====== Data shown

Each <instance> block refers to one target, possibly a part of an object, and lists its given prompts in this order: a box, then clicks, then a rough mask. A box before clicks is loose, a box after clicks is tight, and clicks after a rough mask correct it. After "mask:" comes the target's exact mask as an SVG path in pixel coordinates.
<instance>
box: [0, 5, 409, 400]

============
====== Data shown

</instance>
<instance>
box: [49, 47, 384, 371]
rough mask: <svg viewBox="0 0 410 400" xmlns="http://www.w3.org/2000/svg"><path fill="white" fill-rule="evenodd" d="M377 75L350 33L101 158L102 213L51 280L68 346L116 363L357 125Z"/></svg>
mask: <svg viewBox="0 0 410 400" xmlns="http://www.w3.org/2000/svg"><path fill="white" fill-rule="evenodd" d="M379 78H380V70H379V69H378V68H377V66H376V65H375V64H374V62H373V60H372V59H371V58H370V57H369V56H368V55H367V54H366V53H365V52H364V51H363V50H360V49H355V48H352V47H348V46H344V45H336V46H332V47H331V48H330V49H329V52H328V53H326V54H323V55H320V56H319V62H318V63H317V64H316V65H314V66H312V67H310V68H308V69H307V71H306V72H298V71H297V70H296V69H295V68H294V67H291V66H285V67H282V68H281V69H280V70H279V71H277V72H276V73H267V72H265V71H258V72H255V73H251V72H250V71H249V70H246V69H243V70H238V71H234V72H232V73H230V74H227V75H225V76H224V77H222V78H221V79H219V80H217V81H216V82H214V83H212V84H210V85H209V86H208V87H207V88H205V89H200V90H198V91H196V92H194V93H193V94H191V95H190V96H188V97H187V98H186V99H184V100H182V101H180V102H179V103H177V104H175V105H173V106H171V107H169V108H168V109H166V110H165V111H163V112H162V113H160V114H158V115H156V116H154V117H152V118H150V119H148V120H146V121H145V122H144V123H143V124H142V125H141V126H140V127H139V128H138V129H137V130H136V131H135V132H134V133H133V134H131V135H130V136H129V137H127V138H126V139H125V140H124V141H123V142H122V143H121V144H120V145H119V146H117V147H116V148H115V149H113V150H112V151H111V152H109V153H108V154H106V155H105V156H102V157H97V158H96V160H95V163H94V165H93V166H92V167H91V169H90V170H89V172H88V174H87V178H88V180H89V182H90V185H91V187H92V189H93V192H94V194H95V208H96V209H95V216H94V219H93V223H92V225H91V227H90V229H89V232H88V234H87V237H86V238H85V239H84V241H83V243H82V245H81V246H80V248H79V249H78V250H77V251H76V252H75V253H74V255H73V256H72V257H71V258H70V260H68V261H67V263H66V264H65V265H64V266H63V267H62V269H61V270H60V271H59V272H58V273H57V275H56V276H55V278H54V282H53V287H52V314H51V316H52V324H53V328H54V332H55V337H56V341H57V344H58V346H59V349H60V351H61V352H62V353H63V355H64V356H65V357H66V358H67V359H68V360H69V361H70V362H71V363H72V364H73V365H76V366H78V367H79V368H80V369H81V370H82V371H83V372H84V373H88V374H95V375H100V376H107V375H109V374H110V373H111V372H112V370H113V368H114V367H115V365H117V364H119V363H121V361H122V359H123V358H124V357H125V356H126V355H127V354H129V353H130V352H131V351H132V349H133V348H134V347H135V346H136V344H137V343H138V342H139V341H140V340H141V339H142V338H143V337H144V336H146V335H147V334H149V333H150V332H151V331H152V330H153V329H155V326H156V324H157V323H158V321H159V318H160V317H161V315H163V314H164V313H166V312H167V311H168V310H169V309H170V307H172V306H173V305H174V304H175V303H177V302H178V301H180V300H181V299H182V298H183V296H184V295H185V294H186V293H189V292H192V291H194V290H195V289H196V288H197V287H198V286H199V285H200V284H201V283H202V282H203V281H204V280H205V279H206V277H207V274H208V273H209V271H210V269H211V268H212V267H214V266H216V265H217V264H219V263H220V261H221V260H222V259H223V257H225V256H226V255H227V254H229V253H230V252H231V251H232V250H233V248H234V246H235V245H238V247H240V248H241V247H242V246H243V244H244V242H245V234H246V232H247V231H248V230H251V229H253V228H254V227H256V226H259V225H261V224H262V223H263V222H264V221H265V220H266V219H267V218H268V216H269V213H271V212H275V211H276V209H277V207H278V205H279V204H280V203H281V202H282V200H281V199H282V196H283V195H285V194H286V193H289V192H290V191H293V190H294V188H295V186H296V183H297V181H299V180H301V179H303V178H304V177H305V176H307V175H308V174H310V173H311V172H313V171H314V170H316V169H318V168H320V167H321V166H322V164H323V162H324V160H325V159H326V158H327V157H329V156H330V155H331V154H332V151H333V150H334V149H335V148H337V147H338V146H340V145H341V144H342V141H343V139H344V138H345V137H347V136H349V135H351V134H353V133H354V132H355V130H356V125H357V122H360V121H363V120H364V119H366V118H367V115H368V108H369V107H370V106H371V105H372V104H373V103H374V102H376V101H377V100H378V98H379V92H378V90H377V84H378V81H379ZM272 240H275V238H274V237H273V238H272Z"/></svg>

============

• **Task objective**
Retype the stretch of records above from the line containing "Each <instance> block" through the line containing "box: [0, 5, 409, 400]", both included, reproducing each line character for character.

• **Solution to the problem**
Each <instance> block refers to one target, possibly a part of an object, and lists its given prompts in this order: a box, then clicks, then a rough mask. A box before clicks is loose, a box after clicks is tight, and clicks after a rough mask correct it. After "mask:" comes the target's exact mask as an SVG path in pixel coordinates.
<instance>
box: [0, 5, 409, 400]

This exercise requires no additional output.